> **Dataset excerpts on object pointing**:
___

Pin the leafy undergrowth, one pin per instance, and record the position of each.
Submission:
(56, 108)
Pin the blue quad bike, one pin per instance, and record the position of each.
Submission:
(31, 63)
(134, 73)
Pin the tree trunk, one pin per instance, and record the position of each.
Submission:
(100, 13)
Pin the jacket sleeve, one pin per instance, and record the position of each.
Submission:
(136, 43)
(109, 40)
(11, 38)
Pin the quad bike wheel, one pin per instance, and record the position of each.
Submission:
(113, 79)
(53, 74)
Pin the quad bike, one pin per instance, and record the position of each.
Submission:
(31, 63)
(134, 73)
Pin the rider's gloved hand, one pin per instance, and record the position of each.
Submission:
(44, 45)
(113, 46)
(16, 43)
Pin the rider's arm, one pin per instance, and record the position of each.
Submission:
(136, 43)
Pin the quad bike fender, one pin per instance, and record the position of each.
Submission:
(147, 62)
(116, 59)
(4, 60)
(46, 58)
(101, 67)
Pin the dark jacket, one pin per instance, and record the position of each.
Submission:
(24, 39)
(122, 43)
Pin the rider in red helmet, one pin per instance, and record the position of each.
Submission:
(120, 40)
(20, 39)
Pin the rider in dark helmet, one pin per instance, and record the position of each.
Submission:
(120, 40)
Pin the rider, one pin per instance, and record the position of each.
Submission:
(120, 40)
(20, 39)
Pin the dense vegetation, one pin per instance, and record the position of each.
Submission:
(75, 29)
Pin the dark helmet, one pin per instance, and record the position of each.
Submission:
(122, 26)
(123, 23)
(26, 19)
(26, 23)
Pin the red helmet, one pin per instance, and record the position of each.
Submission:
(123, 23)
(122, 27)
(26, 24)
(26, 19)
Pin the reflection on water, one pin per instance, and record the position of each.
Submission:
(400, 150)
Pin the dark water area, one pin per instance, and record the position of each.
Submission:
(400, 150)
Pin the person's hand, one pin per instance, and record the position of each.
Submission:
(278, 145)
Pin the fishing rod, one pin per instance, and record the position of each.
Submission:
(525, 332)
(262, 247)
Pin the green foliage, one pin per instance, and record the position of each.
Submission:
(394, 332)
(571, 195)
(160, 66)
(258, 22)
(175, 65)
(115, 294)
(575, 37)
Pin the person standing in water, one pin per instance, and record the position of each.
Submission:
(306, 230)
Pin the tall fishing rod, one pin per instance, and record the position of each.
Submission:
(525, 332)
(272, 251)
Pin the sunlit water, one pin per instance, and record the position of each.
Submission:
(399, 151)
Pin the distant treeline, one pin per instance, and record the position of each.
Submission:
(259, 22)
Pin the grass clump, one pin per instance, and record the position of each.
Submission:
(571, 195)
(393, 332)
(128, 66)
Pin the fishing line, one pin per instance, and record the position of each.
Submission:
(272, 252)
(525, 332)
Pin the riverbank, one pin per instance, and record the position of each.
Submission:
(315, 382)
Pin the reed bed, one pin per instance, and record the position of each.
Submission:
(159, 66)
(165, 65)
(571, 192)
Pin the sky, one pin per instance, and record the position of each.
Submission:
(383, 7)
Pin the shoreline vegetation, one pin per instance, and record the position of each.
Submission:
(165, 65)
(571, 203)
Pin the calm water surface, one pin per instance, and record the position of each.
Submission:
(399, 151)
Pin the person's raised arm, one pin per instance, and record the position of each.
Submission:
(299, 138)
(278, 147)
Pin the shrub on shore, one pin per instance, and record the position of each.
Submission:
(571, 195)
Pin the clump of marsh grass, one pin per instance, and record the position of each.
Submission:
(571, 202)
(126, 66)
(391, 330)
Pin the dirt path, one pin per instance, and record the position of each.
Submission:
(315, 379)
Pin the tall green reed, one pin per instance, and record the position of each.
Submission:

___

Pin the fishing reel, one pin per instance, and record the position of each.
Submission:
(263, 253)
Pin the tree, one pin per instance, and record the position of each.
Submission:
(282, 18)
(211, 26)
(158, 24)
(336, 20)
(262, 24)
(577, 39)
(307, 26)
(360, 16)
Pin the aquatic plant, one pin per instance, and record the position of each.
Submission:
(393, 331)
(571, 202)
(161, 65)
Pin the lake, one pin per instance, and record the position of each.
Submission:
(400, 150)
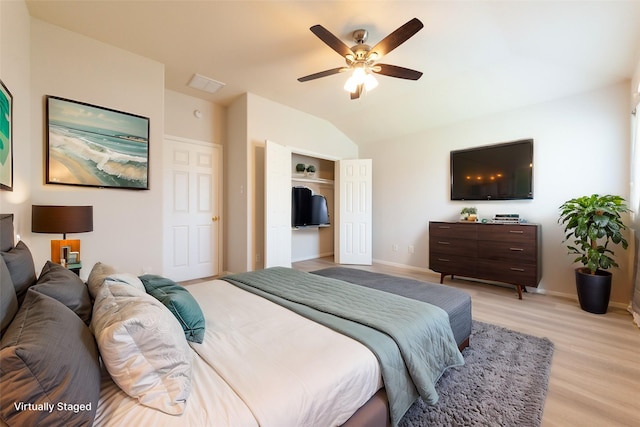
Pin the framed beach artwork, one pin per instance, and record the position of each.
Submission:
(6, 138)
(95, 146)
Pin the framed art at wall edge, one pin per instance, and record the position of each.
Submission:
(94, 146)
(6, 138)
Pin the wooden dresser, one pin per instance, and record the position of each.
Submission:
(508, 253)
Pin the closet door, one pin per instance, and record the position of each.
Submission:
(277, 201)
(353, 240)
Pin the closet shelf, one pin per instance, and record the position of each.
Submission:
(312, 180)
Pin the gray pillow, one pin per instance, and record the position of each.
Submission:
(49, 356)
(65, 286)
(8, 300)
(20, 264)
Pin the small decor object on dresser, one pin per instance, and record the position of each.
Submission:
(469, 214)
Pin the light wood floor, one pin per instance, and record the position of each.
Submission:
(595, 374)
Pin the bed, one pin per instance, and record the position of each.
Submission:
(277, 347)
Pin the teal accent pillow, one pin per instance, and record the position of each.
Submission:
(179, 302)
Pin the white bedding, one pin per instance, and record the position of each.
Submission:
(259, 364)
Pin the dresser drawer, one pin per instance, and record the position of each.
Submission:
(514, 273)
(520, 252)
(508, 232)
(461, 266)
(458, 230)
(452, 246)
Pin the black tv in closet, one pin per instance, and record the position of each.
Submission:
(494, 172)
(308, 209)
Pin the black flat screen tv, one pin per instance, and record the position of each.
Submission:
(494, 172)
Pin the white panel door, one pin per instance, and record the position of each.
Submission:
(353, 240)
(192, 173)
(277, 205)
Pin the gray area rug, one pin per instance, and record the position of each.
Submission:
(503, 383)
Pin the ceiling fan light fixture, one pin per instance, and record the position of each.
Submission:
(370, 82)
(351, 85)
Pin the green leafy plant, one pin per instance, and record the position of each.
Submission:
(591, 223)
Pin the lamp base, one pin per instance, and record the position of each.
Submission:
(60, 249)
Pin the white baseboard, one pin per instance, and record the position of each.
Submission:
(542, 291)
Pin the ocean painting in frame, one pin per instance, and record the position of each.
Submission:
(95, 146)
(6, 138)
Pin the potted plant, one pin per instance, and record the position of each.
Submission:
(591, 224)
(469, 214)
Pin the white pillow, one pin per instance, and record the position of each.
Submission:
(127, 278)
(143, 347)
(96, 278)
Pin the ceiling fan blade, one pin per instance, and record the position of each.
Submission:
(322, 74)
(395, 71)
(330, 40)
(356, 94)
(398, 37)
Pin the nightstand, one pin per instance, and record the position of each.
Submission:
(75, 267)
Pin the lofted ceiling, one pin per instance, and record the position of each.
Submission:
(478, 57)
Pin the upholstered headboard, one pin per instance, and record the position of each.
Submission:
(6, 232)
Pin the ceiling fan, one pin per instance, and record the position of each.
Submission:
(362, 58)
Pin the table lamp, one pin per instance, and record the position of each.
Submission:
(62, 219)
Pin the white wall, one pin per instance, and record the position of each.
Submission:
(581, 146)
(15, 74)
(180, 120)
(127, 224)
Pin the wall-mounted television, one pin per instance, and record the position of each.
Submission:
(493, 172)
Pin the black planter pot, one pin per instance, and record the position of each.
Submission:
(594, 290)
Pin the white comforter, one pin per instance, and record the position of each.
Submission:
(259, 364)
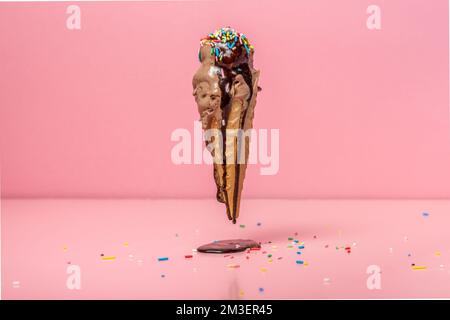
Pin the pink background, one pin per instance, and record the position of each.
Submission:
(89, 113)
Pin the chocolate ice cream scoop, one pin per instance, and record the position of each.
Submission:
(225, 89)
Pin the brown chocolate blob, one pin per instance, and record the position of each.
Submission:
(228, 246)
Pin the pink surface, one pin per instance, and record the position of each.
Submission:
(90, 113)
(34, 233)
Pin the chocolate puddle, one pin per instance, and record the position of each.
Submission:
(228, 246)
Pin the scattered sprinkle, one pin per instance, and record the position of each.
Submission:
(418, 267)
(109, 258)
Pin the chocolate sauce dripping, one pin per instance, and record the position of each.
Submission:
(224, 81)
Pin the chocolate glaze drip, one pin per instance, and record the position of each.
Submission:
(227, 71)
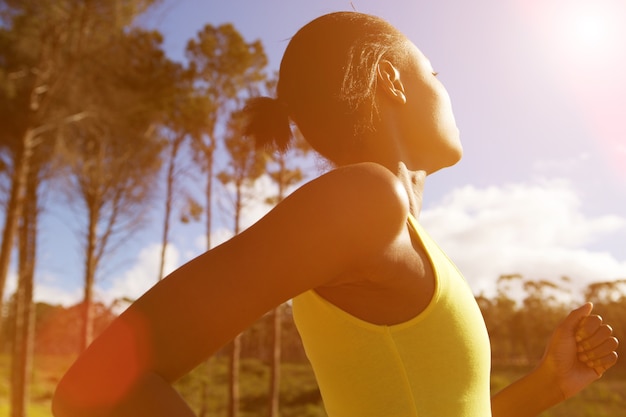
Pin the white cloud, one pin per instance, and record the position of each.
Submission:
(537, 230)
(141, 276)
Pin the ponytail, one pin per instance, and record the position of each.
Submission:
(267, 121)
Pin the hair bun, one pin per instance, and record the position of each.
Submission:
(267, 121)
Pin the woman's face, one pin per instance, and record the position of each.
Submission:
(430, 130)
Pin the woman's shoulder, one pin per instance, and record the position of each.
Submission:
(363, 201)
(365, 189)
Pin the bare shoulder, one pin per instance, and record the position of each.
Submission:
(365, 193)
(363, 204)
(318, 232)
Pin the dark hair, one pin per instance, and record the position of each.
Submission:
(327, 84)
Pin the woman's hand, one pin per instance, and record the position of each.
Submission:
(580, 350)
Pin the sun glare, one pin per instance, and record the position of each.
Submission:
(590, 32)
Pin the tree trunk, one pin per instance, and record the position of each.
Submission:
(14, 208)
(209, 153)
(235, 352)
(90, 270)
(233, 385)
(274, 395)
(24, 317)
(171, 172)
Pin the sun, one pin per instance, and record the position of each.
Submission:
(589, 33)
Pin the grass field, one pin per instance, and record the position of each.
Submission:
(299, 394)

___

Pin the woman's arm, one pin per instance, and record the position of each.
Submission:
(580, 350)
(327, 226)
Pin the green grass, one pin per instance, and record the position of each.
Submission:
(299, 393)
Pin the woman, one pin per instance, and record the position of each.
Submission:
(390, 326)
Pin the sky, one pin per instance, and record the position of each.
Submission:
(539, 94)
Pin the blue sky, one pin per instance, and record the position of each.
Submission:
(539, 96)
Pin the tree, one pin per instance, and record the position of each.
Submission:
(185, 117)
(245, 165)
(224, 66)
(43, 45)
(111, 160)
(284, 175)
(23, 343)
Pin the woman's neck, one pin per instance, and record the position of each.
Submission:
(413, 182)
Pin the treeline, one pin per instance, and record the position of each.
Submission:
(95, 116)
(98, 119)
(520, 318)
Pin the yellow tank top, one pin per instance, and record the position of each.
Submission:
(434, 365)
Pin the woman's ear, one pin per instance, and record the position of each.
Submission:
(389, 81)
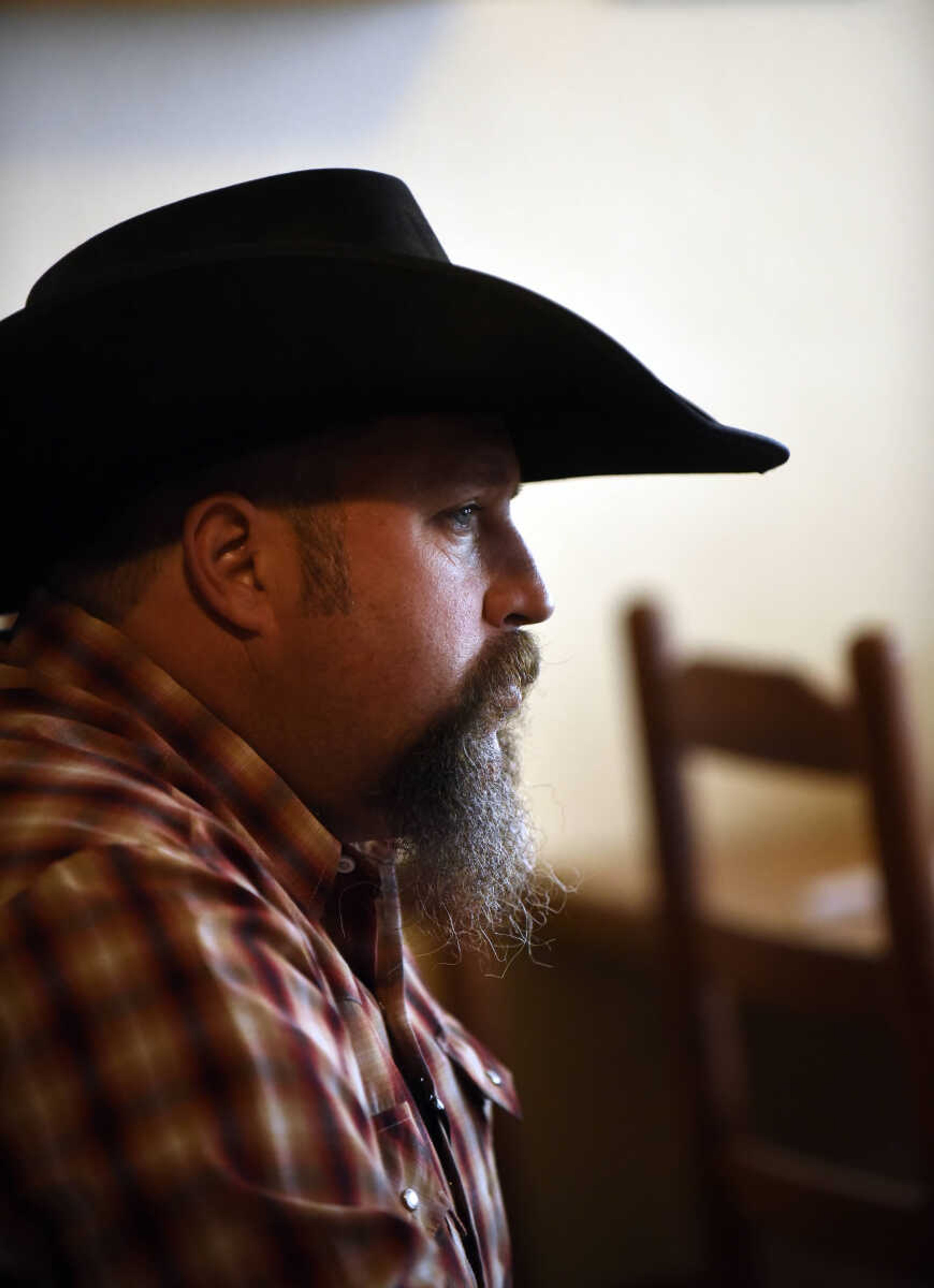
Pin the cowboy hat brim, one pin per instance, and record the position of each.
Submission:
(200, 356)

___

> **Given problem**: Count the lines in the data above that contain the word "shoulder", and reply with the number alone.

> **The response**: 2